* Given problem
Count the lines of the material below that contain the string "tent", with case counting, and give only that number.

* Information given
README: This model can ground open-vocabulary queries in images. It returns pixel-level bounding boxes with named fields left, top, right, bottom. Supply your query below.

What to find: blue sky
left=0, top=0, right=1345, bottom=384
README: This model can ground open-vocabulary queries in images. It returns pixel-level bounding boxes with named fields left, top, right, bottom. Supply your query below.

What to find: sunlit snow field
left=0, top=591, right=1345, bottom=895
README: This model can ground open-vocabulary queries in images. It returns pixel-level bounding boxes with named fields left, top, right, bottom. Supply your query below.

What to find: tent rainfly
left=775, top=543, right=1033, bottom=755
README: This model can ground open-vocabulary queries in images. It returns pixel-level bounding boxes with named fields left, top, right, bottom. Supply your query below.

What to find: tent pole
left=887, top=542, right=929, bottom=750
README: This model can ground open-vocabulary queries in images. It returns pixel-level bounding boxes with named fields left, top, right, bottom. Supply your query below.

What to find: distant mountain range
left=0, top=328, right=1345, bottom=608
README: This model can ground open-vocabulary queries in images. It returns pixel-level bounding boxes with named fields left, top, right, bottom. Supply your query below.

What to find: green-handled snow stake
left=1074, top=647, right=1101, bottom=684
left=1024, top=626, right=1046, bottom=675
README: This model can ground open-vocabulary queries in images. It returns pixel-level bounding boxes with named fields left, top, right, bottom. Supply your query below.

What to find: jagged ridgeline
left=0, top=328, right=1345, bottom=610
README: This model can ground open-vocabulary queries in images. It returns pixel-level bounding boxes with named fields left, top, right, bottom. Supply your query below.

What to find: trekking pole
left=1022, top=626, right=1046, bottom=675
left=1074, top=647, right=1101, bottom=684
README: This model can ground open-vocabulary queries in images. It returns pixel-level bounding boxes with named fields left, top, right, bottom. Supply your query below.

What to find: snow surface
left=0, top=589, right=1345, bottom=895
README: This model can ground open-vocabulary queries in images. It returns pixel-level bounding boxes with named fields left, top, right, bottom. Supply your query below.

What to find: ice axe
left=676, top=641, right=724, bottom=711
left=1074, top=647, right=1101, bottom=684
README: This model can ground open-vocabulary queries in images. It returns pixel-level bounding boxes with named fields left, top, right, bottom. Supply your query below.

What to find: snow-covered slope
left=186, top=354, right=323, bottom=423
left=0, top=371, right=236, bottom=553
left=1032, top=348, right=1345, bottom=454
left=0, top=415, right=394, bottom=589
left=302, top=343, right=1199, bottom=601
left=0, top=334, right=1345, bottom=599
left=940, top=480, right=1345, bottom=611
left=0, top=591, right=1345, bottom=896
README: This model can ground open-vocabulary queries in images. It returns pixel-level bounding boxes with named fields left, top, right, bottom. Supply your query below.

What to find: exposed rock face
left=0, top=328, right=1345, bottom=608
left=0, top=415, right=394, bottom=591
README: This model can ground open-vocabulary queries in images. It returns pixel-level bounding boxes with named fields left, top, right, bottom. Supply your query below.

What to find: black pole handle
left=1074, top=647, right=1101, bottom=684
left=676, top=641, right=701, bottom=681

* Task response
2